_TASK REQUIREMENTS_:
Return each entry below word for word, leaving out any image.

================

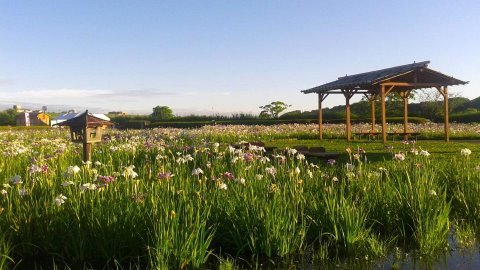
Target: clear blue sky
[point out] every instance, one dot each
(222, 56)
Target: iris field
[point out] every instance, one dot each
(173, 198)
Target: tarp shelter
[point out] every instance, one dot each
(380, 83)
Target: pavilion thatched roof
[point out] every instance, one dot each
(416, 73)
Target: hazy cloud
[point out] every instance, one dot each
(7, 81)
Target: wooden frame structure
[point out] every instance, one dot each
(87, 129)
(401, 79)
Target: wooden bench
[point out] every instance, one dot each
(374, 134)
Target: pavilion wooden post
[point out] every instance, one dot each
(372, 98)
(405, 94)
(348, 95)
(444, 91)
(321, 97)
(384, 116)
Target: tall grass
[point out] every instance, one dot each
(172, 198)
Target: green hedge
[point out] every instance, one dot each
(472, 117)
(24, 127)
(131, 124)
(267, 122)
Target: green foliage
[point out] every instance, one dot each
(161, 113)
(273, 109)
(245, 202)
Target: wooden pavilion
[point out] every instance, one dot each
(380, 83)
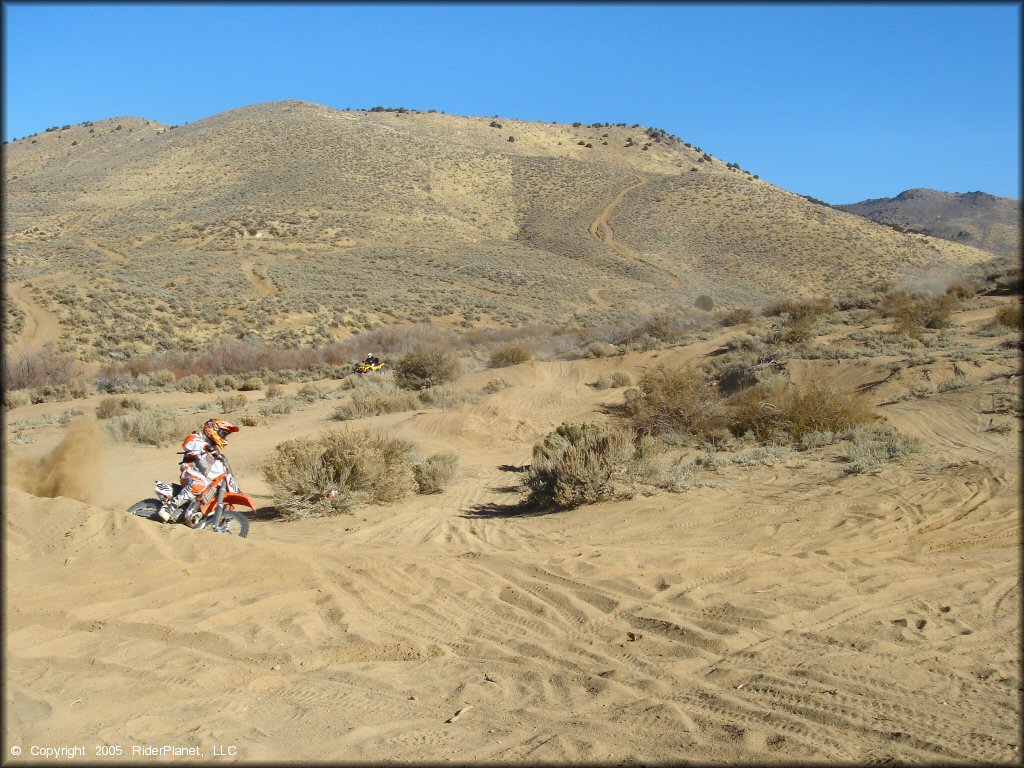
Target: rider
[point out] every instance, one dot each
(202, 449)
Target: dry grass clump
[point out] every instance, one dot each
(674, 400)
(869, 450)
(961, 290)
(111, 407)
(1011, 315)
(495, 385)
(800, 309)
(614, 380)
(913, 312)
(339, 471)
(510, 354)
(197, 383)
(424, 368)
(377, 401)
(231, 402)
(50, 374)
(150, 426)
(436, 472)
(585, 463)
(778, 410)
(600, 349)
(735, 317)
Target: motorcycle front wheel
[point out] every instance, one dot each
(231, 522)
(145, 508)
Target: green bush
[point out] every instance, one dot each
(1011, 316)
(511, 354)
(777, 410)
(338, 472)
(111, 407)
(376, 402)
(705, 302)
(230, 402)
(869, 450)
(586, 463)
(436, 472)
(674, 400)
(735, 317)
(613, 380)
(150, 426)
(424, 368)
(798, 309)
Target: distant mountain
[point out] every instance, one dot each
(300, 224)
(976, 218)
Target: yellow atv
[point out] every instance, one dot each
(366, 368)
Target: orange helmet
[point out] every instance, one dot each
(217, 430)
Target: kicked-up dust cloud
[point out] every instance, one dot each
(72, 469)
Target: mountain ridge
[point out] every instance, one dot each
(315, 223)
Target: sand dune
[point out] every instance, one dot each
(790, 613)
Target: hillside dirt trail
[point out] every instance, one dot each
(780, 613)
(105, 250)
(602, 230)
(262, 286)
(41, 326)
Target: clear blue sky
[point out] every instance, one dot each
(841, 102)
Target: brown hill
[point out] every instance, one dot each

================

_RESULT OF THE EXERCISE_:
Target: clear blue sky
[point out] every instance, one dot each
(222, 56)
Target: iris field
[point out] every instance, one dot each
(173, 198)
Target: tarp shelter
[point out] every instance, one dot each
(380, 83)
Target: pavilion thatched roof
[point out] every instance, one dot each
(416, 73)
Target: hazy cloud
[point out] every instance, one dot each
(7, 81)
Target: wooden frame structure
[point out] every instance, one dot each
(87, 129)
(401, 79)
Target: wooden bench
[point out] every instance, one dot each
(374, 134)
Target: pavilion wooden post
[point out] every instance, one dot each
(372, 98)
(405, 94)
(348, 95)
(444, 91)
(321, 97)
(384, 116)
Target: tall grass
[point out] every instance, one dot each
(172, 198)
Target: green hedge
[point out] every instance, one dot each
(472, 117)
(24, 127)
(131, 124)
(267, 122)
Target: green foliage
[point out] every instance, one dot each
(161, 113)
(273, 109)
(245, 202)
Target: wooden pavilion
[point out] every instance, one dot each
(380, 83)
Target: rider
[point out] every instance, one dot each
(202, 449)
Target: dry grass clump
[point out] every instance, one dot each
(674, 400)
(869, 450)
(961, 290)
(111, 407)
(1011, 315)
(495, 385)
(800, 309)
(614, 380)
(913, 312)
(339, 471)
(510, 354)
(197, 383)
(424, 368)
(377, 401)
(231, 402)
(50, 374)
(150, 426)
(436, 472)
(585, 463)
(778, 410)
(600, 349)
(735, 317)
Target: motorcycle front wheel
[point out] every instance, one dot each
(231, 522)
(145, 508)
Target: green bush
[point out] every instance, one dot each
(1011, 316)
(511, 354)
(777, 410)
(338, 472)
(111, 407)
(376, 402)
(705, 302)
(230, 402)
(869, 450)
(586, 463)
(436, 472)
(674, 400)
(735, 317)
(613, 380)
(150, 426)
(424, 368)
(798, 309)
Target: distant mountain
[point out] every instance, one dot each
(300, 224)
(976, 218)
Target: yellow atv
[point out] every instance, one dot each
(366, 368)
Target: orange helmet
[point out] every instance, one dot each
(217, 430)
Target: kicked-up dust cloud
[point out] every instance, one dot each
(72, 469)
Target: mountain ridge
[point out] every instance, one dot each
(315, 223)
Target: sand dune
[point out] every instance, one dot each
(790, 613)
Target: hillside dirt trail
[point out] every instance, one dot each
(780, 613)
(105, 250)
(602, 230)
(262, 286)
(41, 326)
Target: clear blue sky
[point out] every instance, one dot each
(841, 102)
Target: brown hill
[point out] every instance, one dot each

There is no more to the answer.